Extract provided:
..........

September 3, 2008 |  1:28 pm

The budget stalemate is thiiis big Gov. Arnold Schwarzenegger gave up a prime-time speaking slot at the GOP convention underway in Minnesota because of California’s budget morass. So it was not surprising that he took the bait when asked this morning how he feels about state legislators, both Democrats and Republicans, who decided to attend their party shindigs.

But the governor, who has not been shy lately about attacking lawmakers, did so with unusual vigor at a news conference in Placerville, where he was surrounded by local officials upset that the state is holding up their funding.

“While the state is 2 1/2 months late on a budget and while there are severe consequences because of that to education and healthcare and hospitals, and law enforcement and firefighting and all of those things, there are absolutely no consequences for the legislators. Absolutely none. They go on vacation. They go on recess. They go home on the weekends and have their two days off -- because God forbid they have to work through the weekend -- and they go to the various different conventions and do their things, and business as usual.”

“I think that you should stay in the capital,” Schwarzenegger said. “You should not go anywhere until the budget is done ... "

The governor did not note that lawmakers did actually work this past weekend, because ... (continued on jump)

--Michael Rothfeld

Photo: Associated Press

 

... the deadline to pass most bills was Sunday night. And Schwarzenegger, normally not an advocate of hanging around Sacramento all the time, has himself been flying home to Los Angeles in his private jet at night to see his family. But he presumably meant the legislators should stay at work during the daytime. In any case, his rant prompted a strong ovation from the locals.

Schwarzenegger went on to suggest the legislators are gluttonous for taking their $1,000-a-week living stipend -- tax-free -- while “you guys have to suffer here.... So I think it is unfair.”

In an odd moment, the European-born governor appeared somewhat frustrated that he can’t make the trains run on time without permission from lawmakers.

“We don’t have a dictatorship,” he said. “We don’t have a system in place where the governor says, ‘This is the way it's done -- You’re going to stay in your office and you’re going to do the budget.’”

But then, realizing how that sounded, he quickly added, to laughter, “May I remind you, thank God we don’t have a dictatorship because when I grew up in Austria we were surrounded by dictatorships so I left because of that. But I just want people to understand the governor does not have the power to make the legislators do the work.”

He said people can “have the power” by calling up lawmakers and, in effect, threatening to punish them: “Look the election is coming up ... so you are on the line here. Get to work and get this done.”

..........

Extracted data:

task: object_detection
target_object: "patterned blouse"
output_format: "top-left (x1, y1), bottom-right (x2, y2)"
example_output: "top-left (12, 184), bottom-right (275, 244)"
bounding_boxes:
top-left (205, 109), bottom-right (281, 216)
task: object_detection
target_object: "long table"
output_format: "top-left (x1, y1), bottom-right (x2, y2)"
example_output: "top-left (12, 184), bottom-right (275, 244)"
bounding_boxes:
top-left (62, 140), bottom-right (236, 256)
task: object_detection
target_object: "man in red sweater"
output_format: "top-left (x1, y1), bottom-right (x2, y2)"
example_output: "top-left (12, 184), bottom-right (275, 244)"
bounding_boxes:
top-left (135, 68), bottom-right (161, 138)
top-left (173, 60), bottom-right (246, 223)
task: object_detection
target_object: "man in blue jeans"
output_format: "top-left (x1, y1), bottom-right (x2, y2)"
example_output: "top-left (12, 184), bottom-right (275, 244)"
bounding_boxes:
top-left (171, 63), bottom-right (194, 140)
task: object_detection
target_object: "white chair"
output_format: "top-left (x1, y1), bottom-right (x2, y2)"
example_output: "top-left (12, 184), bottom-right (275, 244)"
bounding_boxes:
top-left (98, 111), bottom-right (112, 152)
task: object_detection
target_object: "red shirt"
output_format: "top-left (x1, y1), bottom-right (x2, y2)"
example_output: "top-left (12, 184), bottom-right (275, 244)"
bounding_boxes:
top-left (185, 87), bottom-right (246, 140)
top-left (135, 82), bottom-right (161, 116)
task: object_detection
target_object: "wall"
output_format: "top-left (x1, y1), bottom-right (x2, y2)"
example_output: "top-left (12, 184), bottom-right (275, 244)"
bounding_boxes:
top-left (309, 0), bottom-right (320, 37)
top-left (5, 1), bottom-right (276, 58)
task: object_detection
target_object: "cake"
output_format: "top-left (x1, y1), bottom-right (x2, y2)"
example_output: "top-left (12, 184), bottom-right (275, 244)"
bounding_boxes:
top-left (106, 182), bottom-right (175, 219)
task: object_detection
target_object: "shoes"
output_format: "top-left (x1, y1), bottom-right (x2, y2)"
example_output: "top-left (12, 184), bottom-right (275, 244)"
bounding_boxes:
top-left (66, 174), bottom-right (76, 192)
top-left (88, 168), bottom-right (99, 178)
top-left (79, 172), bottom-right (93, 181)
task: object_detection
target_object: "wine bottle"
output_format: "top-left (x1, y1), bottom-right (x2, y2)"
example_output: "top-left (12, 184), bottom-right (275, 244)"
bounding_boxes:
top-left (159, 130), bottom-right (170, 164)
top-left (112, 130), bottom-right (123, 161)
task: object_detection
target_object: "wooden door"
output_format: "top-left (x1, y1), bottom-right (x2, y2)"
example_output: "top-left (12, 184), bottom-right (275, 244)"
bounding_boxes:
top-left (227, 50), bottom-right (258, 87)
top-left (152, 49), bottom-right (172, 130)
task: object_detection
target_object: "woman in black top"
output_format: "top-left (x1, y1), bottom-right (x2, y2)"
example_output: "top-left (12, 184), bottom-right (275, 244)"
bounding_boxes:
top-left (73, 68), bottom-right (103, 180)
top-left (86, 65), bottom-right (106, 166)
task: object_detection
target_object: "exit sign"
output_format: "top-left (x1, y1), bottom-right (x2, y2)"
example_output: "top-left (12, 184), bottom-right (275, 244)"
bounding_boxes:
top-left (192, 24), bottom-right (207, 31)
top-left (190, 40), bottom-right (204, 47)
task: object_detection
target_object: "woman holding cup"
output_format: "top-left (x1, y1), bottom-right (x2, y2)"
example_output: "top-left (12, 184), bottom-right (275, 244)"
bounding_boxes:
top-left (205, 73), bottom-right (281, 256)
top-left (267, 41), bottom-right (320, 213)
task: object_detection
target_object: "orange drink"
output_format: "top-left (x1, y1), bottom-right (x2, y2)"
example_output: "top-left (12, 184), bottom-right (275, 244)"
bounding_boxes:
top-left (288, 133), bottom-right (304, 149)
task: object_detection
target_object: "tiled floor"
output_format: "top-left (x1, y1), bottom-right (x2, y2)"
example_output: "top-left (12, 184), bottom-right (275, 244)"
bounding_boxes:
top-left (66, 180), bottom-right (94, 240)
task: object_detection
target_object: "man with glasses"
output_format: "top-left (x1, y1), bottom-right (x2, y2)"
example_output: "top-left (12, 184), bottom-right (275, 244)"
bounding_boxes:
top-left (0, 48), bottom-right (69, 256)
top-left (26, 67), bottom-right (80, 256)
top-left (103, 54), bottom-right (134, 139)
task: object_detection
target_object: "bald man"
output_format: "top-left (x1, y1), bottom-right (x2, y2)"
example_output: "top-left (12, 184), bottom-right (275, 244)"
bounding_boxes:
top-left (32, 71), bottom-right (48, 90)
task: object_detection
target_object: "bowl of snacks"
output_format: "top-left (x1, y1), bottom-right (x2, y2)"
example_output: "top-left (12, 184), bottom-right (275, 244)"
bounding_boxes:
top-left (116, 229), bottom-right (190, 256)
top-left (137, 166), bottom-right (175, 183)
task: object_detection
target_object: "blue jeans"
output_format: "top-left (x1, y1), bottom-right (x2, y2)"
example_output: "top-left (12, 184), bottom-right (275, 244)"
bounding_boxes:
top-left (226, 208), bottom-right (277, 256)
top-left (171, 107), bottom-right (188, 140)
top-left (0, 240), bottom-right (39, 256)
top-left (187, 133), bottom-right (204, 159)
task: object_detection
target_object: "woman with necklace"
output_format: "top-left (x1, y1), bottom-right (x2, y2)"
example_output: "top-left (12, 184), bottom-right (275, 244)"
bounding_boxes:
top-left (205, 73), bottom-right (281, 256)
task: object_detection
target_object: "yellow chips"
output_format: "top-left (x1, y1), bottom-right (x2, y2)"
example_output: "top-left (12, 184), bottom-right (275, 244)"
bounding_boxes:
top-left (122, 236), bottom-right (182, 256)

..........

What to work on:
(a) In the article on California's budget stalemate, what services does the governor say face severe consequences from the late budget? List every one.
(b) According to the budget stalemate article, where did Schwarzenegger hold the news conference?
The data comes from a different source than the article.

Results:
(a) Education, healthcare, hospitals, law enforcement, and firefighting.

(b) In Placerville.